- RECORDS:
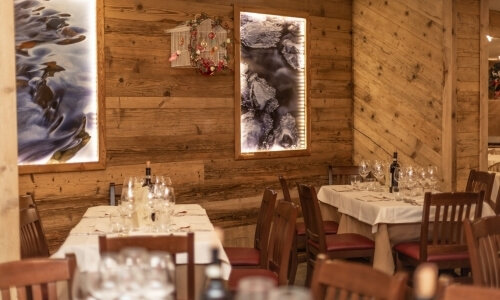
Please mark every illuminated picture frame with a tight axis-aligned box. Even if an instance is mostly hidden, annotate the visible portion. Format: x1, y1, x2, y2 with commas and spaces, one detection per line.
234, 6, 310, 160
15, 0, 105, 174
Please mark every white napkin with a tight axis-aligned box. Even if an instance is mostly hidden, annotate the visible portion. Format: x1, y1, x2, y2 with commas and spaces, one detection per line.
330, 185, 355, 192
356, 194, 391, 202
83, 206, 116, 218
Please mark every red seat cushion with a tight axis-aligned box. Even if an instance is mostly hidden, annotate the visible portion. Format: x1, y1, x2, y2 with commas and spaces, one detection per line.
393, 242, 470, 262
324, 220, 339, 234
224, 247, 260, 266
228, 268, 278, 291
296, 220, 339, 236
308, 233, 375, 251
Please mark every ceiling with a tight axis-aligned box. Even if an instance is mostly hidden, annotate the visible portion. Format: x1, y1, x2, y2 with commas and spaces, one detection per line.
490, 2, 500, 61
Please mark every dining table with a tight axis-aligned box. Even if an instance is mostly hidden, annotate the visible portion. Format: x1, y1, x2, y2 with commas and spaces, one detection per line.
316, 182, 498, 275
51, 203, 230, 300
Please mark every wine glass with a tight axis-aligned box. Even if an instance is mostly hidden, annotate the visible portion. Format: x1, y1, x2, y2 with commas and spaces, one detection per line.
427, 166, 438, 192
144, 251, 175, 300
371, 160, 386, 191
87, 253, 121, 300
406, 165, 417, 197
358, 160, 371, 190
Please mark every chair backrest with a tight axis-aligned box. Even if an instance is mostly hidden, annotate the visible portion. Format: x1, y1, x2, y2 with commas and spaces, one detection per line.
253, 188, 277, 268
488, 162, 500, 173
98, 233, 195, 300
464, 215, 500, 287
310, 254, 408, 300
278, 175, 293, 202
441, 284, 500, 300
419, 191, 484, 262
266, 200, 298, 285
328, 165, 359, 185
465, 169, 495, 214
0, 253, 76, 300
19, 193, 35, 210
20, 206, 50, 258
296, 183, 326, 253
109, 182, 123, 206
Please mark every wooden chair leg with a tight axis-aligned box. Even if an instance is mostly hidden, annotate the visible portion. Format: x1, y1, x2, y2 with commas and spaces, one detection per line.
288, 235, 298, 285
305, 256, 313, 287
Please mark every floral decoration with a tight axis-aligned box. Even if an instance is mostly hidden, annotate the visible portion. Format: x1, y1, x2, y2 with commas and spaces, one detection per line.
177, 13, 231, 76
490, 62, 500, 99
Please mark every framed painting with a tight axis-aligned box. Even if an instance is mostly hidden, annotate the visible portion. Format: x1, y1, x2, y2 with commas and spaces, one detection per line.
15, 0, 105, 174
234, 6, 310, 160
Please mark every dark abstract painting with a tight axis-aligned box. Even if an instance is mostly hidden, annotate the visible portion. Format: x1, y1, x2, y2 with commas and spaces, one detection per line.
236, 8, 308, 158
14, 0, 100, 168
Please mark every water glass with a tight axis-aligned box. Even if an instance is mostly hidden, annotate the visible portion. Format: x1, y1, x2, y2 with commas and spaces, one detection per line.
110, 212, 124, 234
365, 178, 376, 191
350, 174, 361, 188
393, 186, 403, 201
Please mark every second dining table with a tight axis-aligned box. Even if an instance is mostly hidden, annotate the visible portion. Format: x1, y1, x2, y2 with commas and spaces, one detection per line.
316, 184, 496, 275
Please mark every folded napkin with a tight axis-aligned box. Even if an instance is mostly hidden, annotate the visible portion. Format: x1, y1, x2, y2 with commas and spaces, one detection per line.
355, 194, 391, 202
83, 206, 116, 218
330, 185, 355, 192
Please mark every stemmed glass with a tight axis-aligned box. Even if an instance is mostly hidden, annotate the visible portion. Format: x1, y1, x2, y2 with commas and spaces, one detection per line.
427, 166, 438, 192
371, 160, 386, 191
358, 160, 371, 190
406, 165, 417, 197
415, 167, 428, 196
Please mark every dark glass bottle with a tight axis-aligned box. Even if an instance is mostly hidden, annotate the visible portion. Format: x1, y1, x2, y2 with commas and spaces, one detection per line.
142, 160, 152, 187
201, 247, 230, 300
389, 152, 400, 193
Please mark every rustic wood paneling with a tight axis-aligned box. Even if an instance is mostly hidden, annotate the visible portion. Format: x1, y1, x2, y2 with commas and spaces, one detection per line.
352, 0, 482, 191
1, 0, 20, 263
18, 0, 354, 253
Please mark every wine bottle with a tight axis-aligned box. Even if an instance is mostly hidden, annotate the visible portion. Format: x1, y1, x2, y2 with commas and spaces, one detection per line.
143, 161, 152, 187
201, 229, 230, 300
389, 152, 400, 193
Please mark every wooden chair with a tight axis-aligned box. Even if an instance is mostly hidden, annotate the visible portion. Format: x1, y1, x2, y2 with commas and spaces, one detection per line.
228, 200, 298, 290
393, 191, 484, 280
464, 215, 500, 287
488, 162, 500, 173
20, 206, 50, 258
297, 183, 375, 287
19, 193, 35, 210
109, 182, 123, 206
441, 284, 500, 300
465, 169, 495, 214
224, 188, 277, 269
98, 233, 195, 300
278, 175, 338, 285
310, 254, 408, 300
328, 165, 360, 185
0, 253, 76, 300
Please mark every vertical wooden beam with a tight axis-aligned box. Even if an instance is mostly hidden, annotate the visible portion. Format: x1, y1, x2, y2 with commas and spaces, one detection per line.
479, 0, 489, 171
442, 0, 457, 191
0, 0, 20, 263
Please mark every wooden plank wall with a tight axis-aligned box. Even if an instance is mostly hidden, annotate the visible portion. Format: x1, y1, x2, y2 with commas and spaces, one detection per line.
352, 0, 482, 190
1, 0, 20, 263
18, 0, 354, 253
456, 0, 481, 188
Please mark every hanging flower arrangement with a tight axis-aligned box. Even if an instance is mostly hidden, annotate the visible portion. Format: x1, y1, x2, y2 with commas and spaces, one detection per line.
490, 62, 500, 99
172, 13, 231, 76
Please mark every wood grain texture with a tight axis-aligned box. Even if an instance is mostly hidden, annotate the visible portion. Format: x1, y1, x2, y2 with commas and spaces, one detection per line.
0, 0, 20, 263
18, 0, 354, 253
352, 0, 482, 192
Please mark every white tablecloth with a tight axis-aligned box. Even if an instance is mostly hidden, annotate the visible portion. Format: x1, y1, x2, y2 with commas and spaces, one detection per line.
51, 204, 230, 300
317, 185, 496, 275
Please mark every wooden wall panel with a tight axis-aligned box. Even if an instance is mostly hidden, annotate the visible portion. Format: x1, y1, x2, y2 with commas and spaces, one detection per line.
18, 0, 354, 253
352, 0, 445, 157
352, 0, 482, 191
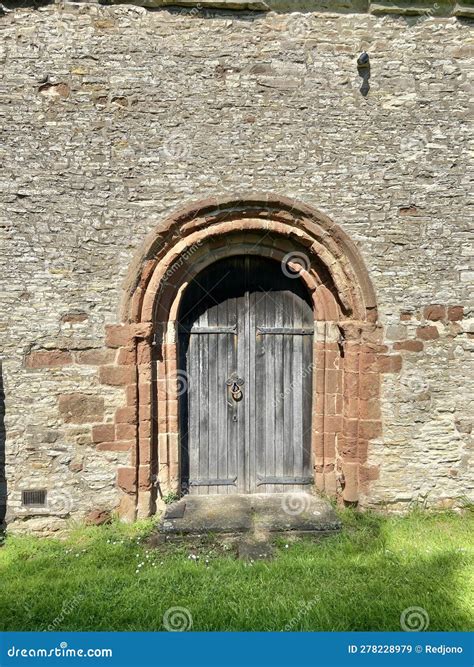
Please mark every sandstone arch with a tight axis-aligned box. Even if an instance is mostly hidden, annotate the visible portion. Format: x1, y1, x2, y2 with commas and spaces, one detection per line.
100, 194, 384, 520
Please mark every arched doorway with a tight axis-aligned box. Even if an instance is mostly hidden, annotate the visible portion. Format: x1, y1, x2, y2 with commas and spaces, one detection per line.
178, 255, 314, 495
101, 194, 382, 520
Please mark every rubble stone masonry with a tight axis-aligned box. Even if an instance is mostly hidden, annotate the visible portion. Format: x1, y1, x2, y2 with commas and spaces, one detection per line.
0, 0, 472, 532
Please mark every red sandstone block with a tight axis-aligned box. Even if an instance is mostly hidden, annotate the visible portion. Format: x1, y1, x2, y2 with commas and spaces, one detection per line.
158, 434, 169, 464
115, 406, 136, 424
360, 420, 382, 440
360, 344, 388, 354
137, 342, 152, 364
359, 353, 378, 373
166, 401, 178, 418
131, 323, 153, 339
92, 423, 115, 443
138, 383, 151, 405
162, 344, 177, 360
359, 375, 380, 400
25, 349, 73, 369
323, 433, 336, 459
344, 353, 359, 373
324, 370, 342, 394
75, 349, 116, 365
105, 325, 134, 349
97, 441, 133, 452
126, 384, 138, 408
342, 463, 359, 502
343, 372, 359, 397
357, 439, 369, 462
117, 347, 136, 365
167, 416, 178, 431
166, 358, 178, 374
377, 355, 402, 373
423, 304, 446, 321
139, 438, 152, 465
138, 466, 151, 491
359, 464, 380, 484
416, 325, 439, 341
138, 364, 152, 383
158, 413, 168, 430
343, 396, 359, 419
359, 399, 381, 420
400, 311, 412, 321
325, 394, 337, 415
448, 306, 464, 321
325, 415, 343, 433
312, 431, 324, 457
393, 340, 424, 352
58, 393, 104, 424
340, 436, 358, 461
343, 419, 359, 439
99, 365, 135, 386
116, 422, 136, 440
157, 380, 168, 401
139, 420, 151, 438
117, 467, 137, 493
139, 404, 152, 421
314, 350, 326, 369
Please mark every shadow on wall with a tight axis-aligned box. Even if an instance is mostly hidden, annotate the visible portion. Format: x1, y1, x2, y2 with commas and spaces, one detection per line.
0, 361, 6, 534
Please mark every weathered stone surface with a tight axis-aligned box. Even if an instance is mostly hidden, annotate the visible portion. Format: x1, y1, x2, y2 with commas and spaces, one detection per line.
25, 350, 73, 369
159, 494, 341, 535
58, 394, 105, 424
393, 340, 424, 352
423, 305, 446, 321
0, 3, 472, 531
417, 325, 440, 341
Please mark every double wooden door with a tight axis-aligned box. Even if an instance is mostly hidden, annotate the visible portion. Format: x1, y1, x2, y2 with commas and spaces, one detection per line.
178, 255, 314, 495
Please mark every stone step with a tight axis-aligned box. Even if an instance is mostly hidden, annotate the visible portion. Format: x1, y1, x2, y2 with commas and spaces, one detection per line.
158, 493, 341, 536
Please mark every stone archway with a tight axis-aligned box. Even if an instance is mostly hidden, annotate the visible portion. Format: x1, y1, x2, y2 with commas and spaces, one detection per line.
97, 195, 385, 520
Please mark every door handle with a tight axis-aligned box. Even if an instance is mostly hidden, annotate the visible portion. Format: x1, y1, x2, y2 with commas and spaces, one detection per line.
226, 375, 244, 402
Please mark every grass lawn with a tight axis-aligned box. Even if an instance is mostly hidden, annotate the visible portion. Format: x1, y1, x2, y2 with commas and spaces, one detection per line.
0, 510, 472, 632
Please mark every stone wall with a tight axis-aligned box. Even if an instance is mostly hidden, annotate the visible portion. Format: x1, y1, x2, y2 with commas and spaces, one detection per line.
0, 1, 472, 531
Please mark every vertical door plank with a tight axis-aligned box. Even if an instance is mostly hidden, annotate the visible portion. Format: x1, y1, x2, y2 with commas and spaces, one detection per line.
188, 332, 200, 495
282, 293, 294, 489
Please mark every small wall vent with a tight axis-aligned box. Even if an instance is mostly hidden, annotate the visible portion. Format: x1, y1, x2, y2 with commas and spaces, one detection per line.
22, 490, 47, 508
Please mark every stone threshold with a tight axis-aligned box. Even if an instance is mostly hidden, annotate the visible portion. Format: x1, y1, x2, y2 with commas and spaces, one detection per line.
156, 493, 342, 537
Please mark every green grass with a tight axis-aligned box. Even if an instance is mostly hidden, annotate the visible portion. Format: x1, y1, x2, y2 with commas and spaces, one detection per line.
0, 510, 472, 631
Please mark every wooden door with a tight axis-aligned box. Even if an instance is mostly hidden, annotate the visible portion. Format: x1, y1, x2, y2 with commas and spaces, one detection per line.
178, 255, 314, 495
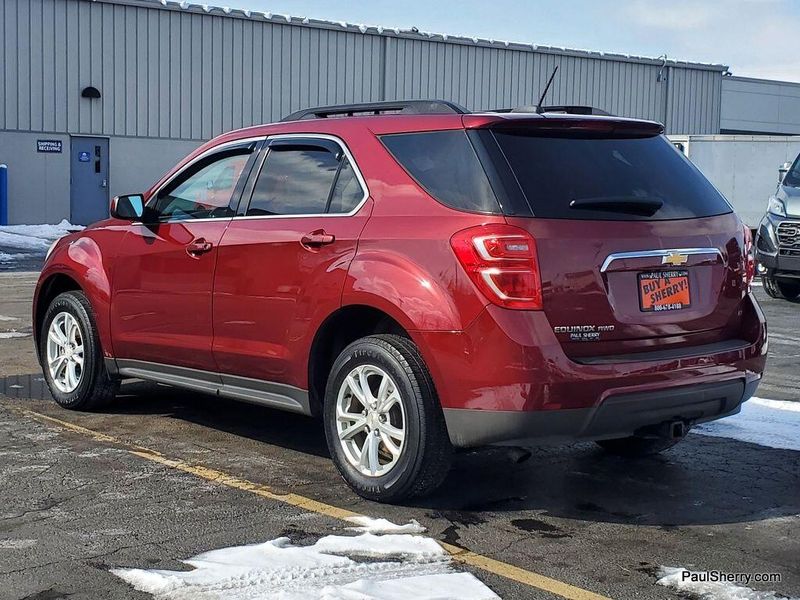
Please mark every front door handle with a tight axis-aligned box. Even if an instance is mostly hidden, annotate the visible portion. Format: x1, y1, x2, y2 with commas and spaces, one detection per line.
186, 238, 213, 256
301, 230, 335, 249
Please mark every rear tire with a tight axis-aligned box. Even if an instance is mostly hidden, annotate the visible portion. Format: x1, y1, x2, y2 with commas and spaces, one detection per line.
40, 291, 119, 410
762, 276, 800, 301
596, 435, 684, 457
323, 334, 452, 503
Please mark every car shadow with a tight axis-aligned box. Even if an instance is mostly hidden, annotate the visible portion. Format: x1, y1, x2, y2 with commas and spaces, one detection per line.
418, 439, 800, 527
4, 373, 798, 527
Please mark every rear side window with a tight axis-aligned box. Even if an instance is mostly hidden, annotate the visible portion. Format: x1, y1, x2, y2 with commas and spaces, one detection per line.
381, 130, 501, 214
491, 131, 732, 220
248, 145, 339, 216
246, 141, 365, 216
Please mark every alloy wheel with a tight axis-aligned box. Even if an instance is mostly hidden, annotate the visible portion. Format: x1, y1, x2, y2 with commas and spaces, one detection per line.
335, 364, 406, 477
46, 312, 84, 394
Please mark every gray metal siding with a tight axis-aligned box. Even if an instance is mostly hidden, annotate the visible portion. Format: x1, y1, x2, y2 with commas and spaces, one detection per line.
1, 0, 723, 140
384, 39, 671, 121
721, 76, 800, 135
665, 68, 722, 135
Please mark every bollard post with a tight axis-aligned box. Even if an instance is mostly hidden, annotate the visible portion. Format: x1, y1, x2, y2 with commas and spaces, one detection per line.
0, 164, 7, 226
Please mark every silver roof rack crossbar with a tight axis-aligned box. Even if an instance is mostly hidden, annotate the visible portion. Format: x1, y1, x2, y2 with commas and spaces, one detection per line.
281, 100, 469, 121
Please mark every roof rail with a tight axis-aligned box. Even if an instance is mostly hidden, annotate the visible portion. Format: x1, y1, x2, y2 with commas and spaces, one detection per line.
492, 105, 612, 116
281, 100, 469, 121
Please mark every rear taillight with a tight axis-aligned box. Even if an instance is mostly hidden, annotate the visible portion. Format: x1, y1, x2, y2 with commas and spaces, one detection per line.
450, 224, 543, 310
743, 225, 755, 289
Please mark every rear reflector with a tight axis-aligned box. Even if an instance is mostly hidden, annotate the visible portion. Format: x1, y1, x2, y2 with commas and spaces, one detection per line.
450, 224, 543, 310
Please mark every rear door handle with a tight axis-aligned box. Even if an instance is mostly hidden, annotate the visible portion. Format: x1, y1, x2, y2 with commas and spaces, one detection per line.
186, 238, 213, 256
301, 230, 335, 248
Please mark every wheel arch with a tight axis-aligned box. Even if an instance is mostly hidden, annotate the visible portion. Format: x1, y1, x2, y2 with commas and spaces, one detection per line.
34, 272, 84, 363
307, 304, 410, 416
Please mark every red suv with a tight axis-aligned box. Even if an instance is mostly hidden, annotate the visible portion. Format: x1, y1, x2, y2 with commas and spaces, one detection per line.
34, 101, 767, 502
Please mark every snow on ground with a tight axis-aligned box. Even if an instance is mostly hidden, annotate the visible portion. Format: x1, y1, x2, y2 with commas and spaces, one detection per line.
0, 252, 30, 263
0, 331, 28, 339
695, 397, 800, 452
111, 532, 499, 600
345, 516, 427, 534
0, 220, 81, 251
657, 566, 798, 600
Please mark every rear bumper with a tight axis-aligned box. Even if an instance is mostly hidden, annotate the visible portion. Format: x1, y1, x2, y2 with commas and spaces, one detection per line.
443, 378, 758, 447
414, 292, 767, 448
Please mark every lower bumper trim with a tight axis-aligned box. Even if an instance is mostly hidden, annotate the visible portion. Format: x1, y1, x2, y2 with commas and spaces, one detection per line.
443, 378, 759, 448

- PROBLEM DESCRIPTION: Please reproduce the line containing "Please mark every lower" and each line after it to the end of the listing, exactly, with nothing added or left out.

- ANSWER BOX:
Please mark every lower bumper trim with a tight axis-aligned box. Even if an instance is mostly hidden, annotate the visible portion. Format: x1, y1, x2, y2 with commas and spaces, one detection per line.
443, 378, 759, 448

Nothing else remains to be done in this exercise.